### TASK
Output the data that follows, keeping every line identical.

Dataset records
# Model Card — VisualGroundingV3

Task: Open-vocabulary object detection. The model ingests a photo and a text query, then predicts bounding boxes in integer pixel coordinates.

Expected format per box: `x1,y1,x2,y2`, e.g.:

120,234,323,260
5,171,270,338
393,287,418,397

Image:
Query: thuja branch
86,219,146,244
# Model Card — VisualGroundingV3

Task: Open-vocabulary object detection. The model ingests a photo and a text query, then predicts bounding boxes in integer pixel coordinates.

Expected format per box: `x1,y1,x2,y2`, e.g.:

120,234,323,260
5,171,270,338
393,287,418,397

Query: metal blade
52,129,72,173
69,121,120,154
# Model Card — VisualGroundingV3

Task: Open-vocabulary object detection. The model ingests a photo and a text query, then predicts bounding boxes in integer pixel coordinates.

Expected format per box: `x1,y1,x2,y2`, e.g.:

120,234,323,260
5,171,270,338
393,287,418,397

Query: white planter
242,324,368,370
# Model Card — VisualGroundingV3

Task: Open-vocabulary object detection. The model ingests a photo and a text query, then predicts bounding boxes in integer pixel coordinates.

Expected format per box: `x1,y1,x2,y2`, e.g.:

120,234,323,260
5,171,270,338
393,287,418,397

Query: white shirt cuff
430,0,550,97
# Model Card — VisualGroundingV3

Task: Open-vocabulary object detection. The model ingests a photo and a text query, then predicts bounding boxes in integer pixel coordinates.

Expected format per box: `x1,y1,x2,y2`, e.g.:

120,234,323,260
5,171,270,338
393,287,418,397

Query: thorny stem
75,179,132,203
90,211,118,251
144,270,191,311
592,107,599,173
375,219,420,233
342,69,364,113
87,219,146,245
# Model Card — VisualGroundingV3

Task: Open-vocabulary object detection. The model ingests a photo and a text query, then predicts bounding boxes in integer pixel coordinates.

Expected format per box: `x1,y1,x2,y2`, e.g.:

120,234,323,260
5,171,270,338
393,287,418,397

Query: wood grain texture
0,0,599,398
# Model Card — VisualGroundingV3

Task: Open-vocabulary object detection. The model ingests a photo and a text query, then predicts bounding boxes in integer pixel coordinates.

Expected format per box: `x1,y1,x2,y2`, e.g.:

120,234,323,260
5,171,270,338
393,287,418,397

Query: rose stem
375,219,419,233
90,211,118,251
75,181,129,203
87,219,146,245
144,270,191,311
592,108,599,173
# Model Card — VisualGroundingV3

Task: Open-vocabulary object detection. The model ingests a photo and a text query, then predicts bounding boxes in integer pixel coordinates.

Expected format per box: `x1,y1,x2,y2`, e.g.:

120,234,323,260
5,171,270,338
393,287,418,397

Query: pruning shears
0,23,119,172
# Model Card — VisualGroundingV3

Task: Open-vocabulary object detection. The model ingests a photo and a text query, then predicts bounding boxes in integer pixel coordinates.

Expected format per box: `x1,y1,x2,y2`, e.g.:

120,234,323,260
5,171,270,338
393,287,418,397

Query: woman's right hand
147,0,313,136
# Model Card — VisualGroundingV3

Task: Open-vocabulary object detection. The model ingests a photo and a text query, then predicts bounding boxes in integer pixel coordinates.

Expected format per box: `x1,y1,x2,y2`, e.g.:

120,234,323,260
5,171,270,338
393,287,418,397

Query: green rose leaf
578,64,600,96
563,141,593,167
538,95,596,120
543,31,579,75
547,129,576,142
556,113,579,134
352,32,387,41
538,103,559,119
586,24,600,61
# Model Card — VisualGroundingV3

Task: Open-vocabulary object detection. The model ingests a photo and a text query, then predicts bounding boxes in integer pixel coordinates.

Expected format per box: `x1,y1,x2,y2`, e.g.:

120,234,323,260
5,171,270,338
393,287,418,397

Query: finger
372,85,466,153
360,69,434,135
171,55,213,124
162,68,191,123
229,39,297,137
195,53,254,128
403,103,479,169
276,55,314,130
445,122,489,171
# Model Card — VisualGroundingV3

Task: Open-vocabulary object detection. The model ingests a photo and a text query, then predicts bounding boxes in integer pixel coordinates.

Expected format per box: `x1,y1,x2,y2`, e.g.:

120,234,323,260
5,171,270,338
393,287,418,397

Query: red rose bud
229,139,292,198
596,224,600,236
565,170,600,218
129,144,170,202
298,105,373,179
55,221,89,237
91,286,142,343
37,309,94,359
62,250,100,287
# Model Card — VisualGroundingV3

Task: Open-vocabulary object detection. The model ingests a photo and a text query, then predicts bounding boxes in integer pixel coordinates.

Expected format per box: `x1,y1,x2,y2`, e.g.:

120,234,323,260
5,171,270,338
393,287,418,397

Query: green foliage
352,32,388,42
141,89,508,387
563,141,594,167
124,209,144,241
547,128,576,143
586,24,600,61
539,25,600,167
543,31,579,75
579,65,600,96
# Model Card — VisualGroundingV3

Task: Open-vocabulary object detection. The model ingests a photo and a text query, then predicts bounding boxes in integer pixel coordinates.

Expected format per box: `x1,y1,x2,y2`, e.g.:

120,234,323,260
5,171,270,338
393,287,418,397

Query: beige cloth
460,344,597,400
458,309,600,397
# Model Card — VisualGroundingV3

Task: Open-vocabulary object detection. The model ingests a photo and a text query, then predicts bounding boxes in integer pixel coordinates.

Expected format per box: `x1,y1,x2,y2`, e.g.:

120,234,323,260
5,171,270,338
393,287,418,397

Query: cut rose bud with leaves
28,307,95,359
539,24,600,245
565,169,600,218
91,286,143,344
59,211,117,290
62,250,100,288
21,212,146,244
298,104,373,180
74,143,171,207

### TASK RESPONSE
# Model Card — VisualGroundingV3

Task: Open-vocabulary object detection. The model ingests a photo and a text query, then predicts bounding boxes in integer pixel coordinates.

Expected format per box: `x1,y1,x2,y2`, e.g.:

120,234,323,260
5,171,270,338
393,287,418,397

Image:
Query: thuja branch
86,219,146,244
# Model Card — VisualGroundingV3

Task: Open-vocabulary object detection. The model ingests a photo and a text query, then predicts bounding boxes in integer pixel coordinates.

Expected format per box: `x1,y1,x2,y2`, e.g.:

120,234,323,260
5,171,270,338
393,287,418,397

Query: metal blade
52,129,72,173
69,121,120,154
# Model Card — VisualGroundingV3

Task: Open-vocabulary object detection. The model ingests a photo and a text query, then predicts bounding boxes in integer pixel coordinates.

Expected format per box: `x1,y1,x2,y2`, e.g.:

120,234,323,260
5,171,270,338
393,287,418,397

Query: white planter
242,324,368,370
# Model Card — VisualGroundingV3

Task: Open-vocabulary object detection. The model ingests a photo and a text query, then predicts bounding boxes in integer pixel coordinates.

Expected format per box: `x1,y1,x2,y2`, e.g.:

120,234,323,260
5,171,270,338
393,287,418,397

Query: white shirt cuff
430,0,550,97
# Model Card — VisualGroundingV3

Task: Open-vocabulary object detection. The model ingests a photo and a text query, then predicts bounding boxes in integer pixel coordinates.

Expected format per box: `x1,y1,x2,y2`, e.g.:

120,234,323,260
5,171,270,338
393,287,418,397

Query: thorny stem
75,179,132,203
90,211,118,251
144,270,191,311
592,107,599,173
375,219,420,233
342,69,364,113
87,219,146,245
# Model Card — VisualGroundingV3

Task: Open-vocabulary object detection. The model ingests a photo and a text query, then predicts bounding boxes in integer pixel coordinates.

Expected format per box: `x1,y1,x2,y2`, e.g.:

120,234,323,260
5,171,270,338
393,287,418,397

Query: wood grain texture
0,0,599,398
# Model Card — VisualGroundingV3

Task: Open-vocabulary object detection. The model ingests a photo and a text query, then predicts bounding boxes in integer pixel coordinates.

Expected format per box: `x1,y1,x2,y2`, e.g.:

120,234,323,260
5,171,270,338
393,287,418,397

Query: rose stem
375,219,419,233
90,211,118,251
75,181,129,203
87,219,146,245
144,270,191,311
592,108,599,173
# Model Card — VisualGroundingV3

Task: Open-vocabulary object detection. The model ingests a photo and a text query, then predicts bounding boxes in integer pixel coordinates.

Expected format per box: `x1,y1,x2,y2`, e.g.:

120,234,323,260
5,171,270,338
393,287,418,397

Query: pruning shears
0,23,119,172
# Model Card — VisualGroundingV3

Task: Open-vocabulary object detection. The model ingests a photo and a text query, then predicts bounding boxes in integer pixel coordinates.

Expected format per box: `x1,y1,x2,y2`, e.g.:

120,234,323,260
5,171,270,338
393,287,418,397

Query: woman's right hand
147,0,313,136
# Model Card — VisualGroundingV3

Task: Open-vocabulary object detection. The model ingests a photo and a text query, then predicts bounding boxes in integer pixel coordinates.

Expected format per box: `x1,y1,x2,y2`, e.g.:

120,234,323,260
5,171,270,338
393,287,418,397

Query: green rose leaf
578,64,600,96
563,141,593,167
538,95,596,120
543,31,579,75
547,129,576,142
556,113,579,134
352,32,387,41
538,103,559,119
586,24,600,61
# Model Card — VisualGroundingV3

Task: Open-vocabulary object detection. The model ingests a photo and a text query, then predicts bounding boxes in integer pixel coordinates.

Expected format per box: `x1,y1,x2,y2`, e.g.:

120,234,323,260
5,171,270,338
393,287,418,397

Query: finger
372,85,466,153
360,69,434,135
171,55,213,124
162,68,191,123
229,39,297,137
195,53,254,128
403,103,479,169
276,55,314,130
445,122,489,171
# Model Card — VisualGroundingV3

Task: Open-vocabulary object detection. The model ingests a photo and a text query, then predicts bounding boxes in integer pixel coordinates.

Expected format per box: `x1,y1,x2,y2`, e.g.:

120,234,323,260
5,171,270,338
393,287,418,397

Query: red rose bud
229,139,292,198
596,224,600,236
565,170,600,218
129,144,170,202
298,105,373,179
55,221,89,237
91,286,142,343
37,309,94,359
62,250,100,287
# Model Card — VisualGroundingV3

Task: Open-vocabulary object detection. The model ingests a photo and a text query, then predicts bounding boxes in integer pixel coordinates.

Expected format per box: `x1,y1,x2,y2`, e.g.:

120,234,323,260
5,171,270,338
393,287,418,397

Query: green foliage
352,32,388,42
141,89,508,387
563,141,594,167
124,209,144,241
547,128,576,143
586,24,600,61
539,25,600,167
543,31,579,75
579,65,600,96
# Model Card — VisualGroundingV3

Task: Open-vocabulary object detection. The model ingests a photo and a text query, then predicts bounding boxes in integer pixel coordinates.

Expected format per box: `x1,y1,x2,y2`, e.g.:

120,234,323,260
5,171,270,338
393,287,418,397

Query: beige cloth
460,344,597,400
458,309,600,397
# Model Card — VisualGroundingV3

Task: Open-vocabulary object detection. The model ingests a photo and a text query, then predicts bounding boxes in integer pixel coordinates.

Expected format per box: `x1,y1,x2,y2`, e.g.:

120,234,323,260
5,171,270,338
393,287,418,397

Query: cut rose bud with leaves
28,307,95,359
539,24,600,245
565,169,600,218
91,286,143,344
59,211,117,290
62,250,100,288
21,212,146,244
298,104,373,180
74,143,171,207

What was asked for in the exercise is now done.